*Work instruction*
Transcribe the records below exactly as written, from the opening line through the line that contains "box: [371, 400, 440, 447]".

[Saved entries]
====

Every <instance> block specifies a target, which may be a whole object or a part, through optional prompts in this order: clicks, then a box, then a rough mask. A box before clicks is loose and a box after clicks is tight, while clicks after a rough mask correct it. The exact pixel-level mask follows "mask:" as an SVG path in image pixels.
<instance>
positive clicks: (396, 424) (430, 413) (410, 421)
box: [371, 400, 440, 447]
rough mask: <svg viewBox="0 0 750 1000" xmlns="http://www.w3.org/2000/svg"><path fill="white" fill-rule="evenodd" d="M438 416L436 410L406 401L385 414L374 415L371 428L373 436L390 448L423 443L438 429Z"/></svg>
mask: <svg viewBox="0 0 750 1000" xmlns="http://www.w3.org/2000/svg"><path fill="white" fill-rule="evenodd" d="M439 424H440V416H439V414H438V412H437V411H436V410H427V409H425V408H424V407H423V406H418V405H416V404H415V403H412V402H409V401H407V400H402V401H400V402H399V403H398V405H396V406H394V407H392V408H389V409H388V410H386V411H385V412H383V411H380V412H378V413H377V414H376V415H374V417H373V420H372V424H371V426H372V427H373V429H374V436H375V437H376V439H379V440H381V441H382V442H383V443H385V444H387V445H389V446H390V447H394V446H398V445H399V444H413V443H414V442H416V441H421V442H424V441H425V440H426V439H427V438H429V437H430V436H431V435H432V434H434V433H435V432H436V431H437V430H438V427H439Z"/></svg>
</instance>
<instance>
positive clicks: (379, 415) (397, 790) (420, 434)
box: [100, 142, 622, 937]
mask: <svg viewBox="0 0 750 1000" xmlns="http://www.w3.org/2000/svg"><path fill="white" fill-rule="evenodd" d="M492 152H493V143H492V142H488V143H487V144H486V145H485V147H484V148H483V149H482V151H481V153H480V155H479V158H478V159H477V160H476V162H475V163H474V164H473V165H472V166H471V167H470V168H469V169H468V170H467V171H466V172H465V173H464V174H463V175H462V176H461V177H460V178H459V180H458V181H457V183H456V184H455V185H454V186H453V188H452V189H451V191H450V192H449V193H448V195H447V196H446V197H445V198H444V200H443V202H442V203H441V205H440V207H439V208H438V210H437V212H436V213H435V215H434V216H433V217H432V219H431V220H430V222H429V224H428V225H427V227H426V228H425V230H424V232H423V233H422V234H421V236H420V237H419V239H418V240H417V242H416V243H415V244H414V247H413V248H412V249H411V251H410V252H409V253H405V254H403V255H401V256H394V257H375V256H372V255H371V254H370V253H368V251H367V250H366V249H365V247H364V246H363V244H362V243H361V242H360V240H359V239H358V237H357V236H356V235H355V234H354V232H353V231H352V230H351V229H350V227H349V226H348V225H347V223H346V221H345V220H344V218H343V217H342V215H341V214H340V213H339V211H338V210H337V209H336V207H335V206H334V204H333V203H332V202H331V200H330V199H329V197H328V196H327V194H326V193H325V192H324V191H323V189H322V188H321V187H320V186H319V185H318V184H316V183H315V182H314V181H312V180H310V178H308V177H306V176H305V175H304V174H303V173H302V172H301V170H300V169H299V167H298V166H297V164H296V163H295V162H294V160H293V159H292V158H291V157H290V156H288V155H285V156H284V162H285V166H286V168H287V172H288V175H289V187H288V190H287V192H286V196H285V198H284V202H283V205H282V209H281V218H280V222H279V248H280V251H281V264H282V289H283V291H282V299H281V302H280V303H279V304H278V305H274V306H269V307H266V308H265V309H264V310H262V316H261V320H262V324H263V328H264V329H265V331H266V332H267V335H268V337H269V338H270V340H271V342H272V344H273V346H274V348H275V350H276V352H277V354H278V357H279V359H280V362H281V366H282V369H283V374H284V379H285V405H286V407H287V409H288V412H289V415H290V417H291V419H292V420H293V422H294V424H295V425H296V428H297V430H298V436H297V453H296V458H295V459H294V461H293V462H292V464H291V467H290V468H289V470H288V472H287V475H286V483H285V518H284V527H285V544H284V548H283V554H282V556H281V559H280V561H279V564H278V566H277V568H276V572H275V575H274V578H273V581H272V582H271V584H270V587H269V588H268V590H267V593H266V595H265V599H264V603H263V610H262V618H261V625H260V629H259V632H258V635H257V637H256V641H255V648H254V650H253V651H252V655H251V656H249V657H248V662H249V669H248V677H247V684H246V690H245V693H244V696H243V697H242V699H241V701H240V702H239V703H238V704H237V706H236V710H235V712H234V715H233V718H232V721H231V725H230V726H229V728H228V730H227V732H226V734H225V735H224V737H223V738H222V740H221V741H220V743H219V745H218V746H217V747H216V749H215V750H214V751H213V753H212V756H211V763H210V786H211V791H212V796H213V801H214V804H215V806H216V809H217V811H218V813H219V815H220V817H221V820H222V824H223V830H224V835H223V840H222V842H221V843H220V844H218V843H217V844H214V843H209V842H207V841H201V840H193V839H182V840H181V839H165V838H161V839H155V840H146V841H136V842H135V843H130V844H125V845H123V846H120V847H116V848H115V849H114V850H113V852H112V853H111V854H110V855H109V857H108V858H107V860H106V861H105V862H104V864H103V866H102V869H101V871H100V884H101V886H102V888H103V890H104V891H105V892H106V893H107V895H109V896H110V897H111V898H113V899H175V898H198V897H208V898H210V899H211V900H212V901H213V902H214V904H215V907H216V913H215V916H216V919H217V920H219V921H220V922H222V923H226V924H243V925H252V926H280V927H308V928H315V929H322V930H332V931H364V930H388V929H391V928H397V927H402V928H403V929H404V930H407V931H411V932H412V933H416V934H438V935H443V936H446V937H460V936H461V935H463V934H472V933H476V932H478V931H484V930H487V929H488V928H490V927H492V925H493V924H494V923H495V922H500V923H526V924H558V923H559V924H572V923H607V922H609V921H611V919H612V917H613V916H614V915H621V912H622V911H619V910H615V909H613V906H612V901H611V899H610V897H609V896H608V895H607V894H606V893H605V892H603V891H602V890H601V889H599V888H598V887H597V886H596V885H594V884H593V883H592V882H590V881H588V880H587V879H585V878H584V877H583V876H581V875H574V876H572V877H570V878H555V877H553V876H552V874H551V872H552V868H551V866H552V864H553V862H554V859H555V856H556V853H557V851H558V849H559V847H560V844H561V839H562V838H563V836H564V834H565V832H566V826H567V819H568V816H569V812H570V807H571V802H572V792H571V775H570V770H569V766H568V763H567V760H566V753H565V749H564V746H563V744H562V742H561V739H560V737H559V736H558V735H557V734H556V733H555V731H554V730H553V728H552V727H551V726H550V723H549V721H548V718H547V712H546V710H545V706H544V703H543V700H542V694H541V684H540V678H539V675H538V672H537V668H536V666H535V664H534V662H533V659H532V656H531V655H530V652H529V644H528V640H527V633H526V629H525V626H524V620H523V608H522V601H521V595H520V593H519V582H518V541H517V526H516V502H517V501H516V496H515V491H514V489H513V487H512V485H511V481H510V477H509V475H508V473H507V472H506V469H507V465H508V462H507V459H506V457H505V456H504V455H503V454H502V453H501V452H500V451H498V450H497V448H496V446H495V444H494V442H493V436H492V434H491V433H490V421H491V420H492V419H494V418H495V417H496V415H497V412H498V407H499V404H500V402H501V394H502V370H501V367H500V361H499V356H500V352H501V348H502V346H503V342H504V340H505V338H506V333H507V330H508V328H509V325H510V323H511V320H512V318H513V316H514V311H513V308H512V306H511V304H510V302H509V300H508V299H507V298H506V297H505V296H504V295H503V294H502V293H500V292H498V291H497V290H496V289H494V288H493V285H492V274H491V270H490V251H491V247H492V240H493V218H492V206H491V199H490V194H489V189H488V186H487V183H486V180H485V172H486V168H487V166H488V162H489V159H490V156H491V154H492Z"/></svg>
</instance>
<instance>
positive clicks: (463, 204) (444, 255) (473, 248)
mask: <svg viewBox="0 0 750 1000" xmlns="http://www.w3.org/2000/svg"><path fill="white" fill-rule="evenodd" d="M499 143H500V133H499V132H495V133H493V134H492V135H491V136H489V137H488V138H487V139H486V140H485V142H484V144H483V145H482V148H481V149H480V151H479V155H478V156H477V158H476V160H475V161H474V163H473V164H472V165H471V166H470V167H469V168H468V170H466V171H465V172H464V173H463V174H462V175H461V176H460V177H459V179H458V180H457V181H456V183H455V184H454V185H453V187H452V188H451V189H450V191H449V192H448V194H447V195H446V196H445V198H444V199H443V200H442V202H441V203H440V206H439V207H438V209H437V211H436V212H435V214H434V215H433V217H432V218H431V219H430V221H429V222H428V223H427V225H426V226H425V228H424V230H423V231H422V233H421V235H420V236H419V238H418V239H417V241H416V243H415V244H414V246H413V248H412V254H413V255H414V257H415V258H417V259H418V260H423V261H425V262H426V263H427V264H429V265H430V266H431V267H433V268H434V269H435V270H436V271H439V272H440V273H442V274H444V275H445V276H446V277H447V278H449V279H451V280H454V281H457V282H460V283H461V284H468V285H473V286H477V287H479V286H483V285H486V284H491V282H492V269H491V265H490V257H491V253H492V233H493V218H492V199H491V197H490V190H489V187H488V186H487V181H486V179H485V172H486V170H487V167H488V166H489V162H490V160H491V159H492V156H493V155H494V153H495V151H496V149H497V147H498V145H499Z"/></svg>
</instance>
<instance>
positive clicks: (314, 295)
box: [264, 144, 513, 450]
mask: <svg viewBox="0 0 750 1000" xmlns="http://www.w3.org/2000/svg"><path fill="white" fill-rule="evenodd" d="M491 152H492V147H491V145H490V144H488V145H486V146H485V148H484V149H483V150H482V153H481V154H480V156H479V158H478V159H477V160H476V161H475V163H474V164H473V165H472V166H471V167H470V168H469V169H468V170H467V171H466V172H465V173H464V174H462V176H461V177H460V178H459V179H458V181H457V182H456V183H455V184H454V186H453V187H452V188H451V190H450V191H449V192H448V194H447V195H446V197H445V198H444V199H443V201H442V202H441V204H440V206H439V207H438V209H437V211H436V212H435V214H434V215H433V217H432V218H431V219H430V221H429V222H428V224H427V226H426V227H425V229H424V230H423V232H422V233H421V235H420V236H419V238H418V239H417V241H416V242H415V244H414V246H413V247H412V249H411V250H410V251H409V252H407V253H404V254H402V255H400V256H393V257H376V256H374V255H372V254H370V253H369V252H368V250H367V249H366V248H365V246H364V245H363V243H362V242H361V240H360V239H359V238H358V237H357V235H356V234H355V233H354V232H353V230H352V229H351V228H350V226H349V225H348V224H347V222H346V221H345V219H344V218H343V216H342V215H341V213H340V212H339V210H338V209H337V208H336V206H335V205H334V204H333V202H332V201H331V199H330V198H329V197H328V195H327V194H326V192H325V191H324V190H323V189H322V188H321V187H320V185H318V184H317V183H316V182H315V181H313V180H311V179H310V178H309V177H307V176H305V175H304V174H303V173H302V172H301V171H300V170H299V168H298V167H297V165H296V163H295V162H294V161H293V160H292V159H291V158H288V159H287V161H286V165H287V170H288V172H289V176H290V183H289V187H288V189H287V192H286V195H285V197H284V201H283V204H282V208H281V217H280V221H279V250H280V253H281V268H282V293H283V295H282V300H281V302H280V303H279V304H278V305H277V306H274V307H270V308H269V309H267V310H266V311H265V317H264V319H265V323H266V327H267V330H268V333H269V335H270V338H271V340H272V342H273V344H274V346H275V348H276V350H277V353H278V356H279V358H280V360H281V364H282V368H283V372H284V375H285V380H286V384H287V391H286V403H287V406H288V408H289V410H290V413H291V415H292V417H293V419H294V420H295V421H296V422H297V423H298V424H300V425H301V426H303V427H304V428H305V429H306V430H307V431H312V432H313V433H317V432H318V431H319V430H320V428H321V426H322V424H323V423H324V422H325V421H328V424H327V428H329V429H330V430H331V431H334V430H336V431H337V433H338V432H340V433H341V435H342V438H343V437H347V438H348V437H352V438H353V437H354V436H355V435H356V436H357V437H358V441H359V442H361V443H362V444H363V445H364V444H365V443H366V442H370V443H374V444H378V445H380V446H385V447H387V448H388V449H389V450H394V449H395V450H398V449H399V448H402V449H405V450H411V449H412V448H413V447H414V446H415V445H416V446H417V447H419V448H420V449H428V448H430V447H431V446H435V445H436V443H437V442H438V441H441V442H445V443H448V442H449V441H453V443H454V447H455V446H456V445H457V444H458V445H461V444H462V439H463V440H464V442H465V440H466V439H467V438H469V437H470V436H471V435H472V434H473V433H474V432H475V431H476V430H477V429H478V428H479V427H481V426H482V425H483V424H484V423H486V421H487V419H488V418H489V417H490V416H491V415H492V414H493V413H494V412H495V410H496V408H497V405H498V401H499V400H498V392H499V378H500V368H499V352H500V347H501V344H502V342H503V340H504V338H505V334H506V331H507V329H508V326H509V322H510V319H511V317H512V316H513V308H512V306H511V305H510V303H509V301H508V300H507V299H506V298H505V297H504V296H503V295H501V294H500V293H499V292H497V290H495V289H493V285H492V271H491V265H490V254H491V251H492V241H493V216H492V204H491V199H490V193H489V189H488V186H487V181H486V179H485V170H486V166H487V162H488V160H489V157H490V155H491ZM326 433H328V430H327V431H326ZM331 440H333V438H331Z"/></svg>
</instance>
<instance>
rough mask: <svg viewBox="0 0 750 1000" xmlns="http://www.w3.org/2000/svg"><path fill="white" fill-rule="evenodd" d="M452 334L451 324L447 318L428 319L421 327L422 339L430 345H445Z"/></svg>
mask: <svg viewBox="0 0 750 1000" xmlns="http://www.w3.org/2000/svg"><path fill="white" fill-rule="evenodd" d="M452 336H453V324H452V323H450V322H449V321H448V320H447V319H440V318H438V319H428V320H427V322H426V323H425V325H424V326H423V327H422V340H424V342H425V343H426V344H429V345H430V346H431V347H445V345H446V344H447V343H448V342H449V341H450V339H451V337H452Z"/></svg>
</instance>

====

*Output below*
Every <instance> block specifies a target, which may be a whole object or a part, through optional prompts in this order: clicks, then a box, then a rough mask. A box before clicks is loose and a box after clicks is tight, while clicks after a rough mask correct it. The exact pixel-level mask follows "mask:" as an SVG path in image pixels.
<instance>
positive clicks: (396, 424) (430, 413) (410, 421)
box: [371, 400, 440, 447]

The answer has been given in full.